=== Excerpted text ===
───
What is the difference between dict and collections.defaultdict?

The difference is that a defaultdict will "default" a value if that key has not been set yet. If you didn't use a defaultdict you'd have to check to see if that key exists, and if it doesn't, set it to what you want.

The lambda is defining a factory for the default value. That function gets called whenever it needs a default value. You could hypothetically have a more complicated default function.

Help on class defaultdict in module collections:

class defaultdict(__builtin__.dict)
 |  defaultdict(default_factory) --> dict with default factory
 |  
 |  The default factory is called without arguments to produce
 |  a new value when a key is not present, in __getitem__ only.
 |  A defaultdict compares equal to a dict with the same items.
 |  

(from help(type(collections.defaultdict())))
───
=== Objective ===
Can you rewrite everything from "The lambda is" down to "class defaultdict(__builtin__.dict)" in the defaultdict explanation above, using "anonymous function" in place of "lambda"?
───
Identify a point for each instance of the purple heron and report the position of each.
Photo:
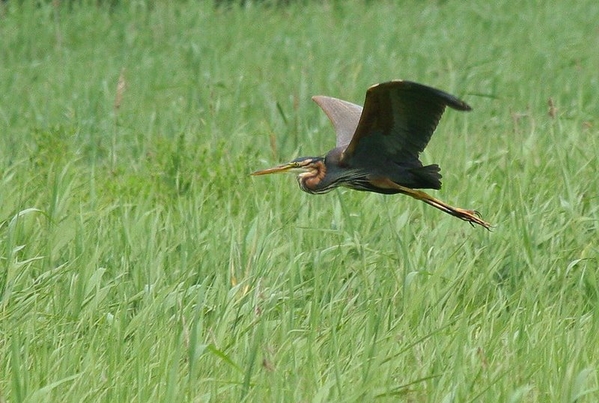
(378, 146)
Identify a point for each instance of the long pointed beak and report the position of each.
(280, 168)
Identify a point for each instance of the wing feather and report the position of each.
(343, 115)
(398, 120)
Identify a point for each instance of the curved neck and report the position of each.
(314, 181)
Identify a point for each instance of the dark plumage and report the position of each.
(378, 146)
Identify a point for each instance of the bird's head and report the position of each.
(311, 171)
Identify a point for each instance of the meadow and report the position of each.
(139, 261)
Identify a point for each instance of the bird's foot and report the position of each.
(472, 216)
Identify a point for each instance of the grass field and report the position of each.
(139, 261)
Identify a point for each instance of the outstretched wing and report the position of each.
(343, 115)
(398, 120)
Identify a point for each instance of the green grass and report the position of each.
(140, 262)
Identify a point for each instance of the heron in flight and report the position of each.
(378, 146)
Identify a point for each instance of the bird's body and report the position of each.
(378, 146)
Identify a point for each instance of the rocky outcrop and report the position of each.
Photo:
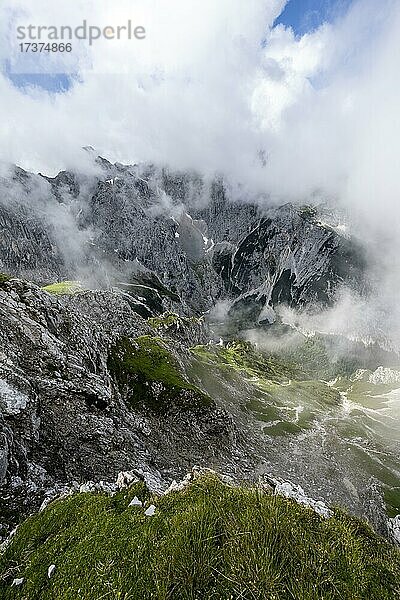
(73, 408)
(172, 241)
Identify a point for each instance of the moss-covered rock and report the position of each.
(4, 278)
(149, 376)
(64, 288)
(243, 356)
(210, 541)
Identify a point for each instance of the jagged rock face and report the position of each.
(64, 415)
(170, 240)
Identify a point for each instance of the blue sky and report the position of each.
(302, 15)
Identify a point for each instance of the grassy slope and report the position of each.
(151, 377)
(208, 542)
(63, 288)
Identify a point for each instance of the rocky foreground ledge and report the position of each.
(204, 538)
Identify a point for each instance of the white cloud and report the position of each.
(204, 91)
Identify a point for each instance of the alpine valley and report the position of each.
(152, 322)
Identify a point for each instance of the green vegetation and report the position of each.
(208, 542)
(288, 396)
(63, 288)
(243, 356)
(151, 377)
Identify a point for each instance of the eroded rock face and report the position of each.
───
=== Response to the task ===
The anonymous function is defining a factory for the default value. That function gets called whenever it needs a default value. You could hypothetically have a more complicated default function.

Help on class defaultdict in module collections:

class defaultdict(__builtin__.dict)